#### [HOW TO COMPLETE THIS TASK]
Taking the data below, please print only the lines from the line holding "Note: in this practice we tag every instance of the curled" to the line holding "Note: in this practice we tag every instance of the brown", inclusive, with pictures omitted.

Region pointing data
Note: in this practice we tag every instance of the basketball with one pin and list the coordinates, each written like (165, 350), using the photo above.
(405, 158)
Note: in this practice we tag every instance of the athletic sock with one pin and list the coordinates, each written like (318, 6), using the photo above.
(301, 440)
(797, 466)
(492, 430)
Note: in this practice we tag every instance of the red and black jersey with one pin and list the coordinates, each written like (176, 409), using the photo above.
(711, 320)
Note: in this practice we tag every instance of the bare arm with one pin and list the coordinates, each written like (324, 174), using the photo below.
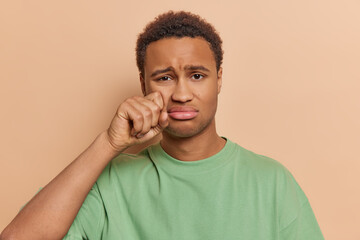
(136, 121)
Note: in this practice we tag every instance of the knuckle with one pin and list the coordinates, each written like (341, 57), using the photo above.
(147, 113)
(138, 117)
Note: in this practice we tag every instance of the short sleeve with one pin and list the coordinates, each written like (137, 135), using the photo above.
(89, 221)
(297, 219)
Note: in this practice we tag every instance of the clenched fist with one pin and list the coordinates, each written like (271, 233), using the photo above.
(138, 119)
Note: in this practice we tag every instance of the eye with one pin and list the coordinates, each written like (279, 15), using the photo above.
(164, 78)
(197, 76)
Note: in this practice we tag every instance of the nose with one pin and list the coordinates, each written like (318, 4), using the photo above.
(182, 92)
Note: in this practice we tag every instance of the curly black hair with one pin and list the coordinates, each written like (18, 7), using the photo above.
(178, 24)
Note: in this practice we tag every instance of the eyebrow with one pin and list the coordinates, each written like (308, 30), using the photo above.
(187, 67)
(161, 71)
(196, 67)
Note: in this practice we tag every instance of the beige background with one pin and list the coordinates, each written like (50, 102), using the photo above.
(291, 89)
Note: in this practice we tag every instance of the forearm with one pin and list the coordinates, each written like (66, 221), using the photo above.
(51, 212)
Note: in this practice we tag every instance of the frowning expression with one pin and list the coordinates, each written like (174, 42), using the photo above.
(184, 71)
--
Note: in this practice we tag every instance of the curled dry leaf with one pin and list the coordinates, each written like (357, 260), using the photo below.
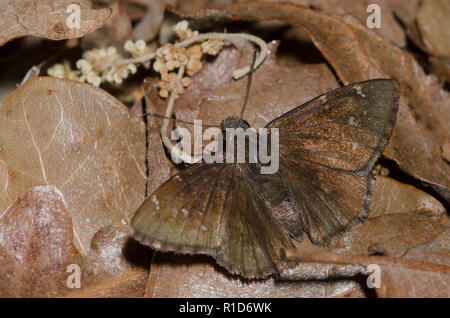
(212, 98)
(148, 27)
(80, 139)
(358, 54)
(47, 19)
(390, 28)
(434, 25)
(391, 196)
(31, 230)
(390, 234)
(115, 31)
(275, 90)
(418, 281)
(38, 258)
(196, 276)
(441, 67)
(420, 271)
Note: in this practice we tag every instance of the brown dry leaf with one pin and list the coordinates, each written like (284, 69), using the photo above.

#### [SOLUTION]
Note: in this practice we tag every instance of the curled dry leaf with one pin and list the coordinates, each written like (357, 260), using the photo below.
(212, 98)
(148, 27)
(80, 139)
(358, 54)
(47, 19)
(390, 28)
(434, 25)
(391, 196)
(31, 230)
(390, 234)
(115, 31)
(275, 90)
(418, 281)
(38, 258)
(196, 276)
(441, 67)
(420, 271)
Note: in this practice we tag every instance of the brown dry leaf with one pin and list the coordinates, each written like (284, 69), using the photo above.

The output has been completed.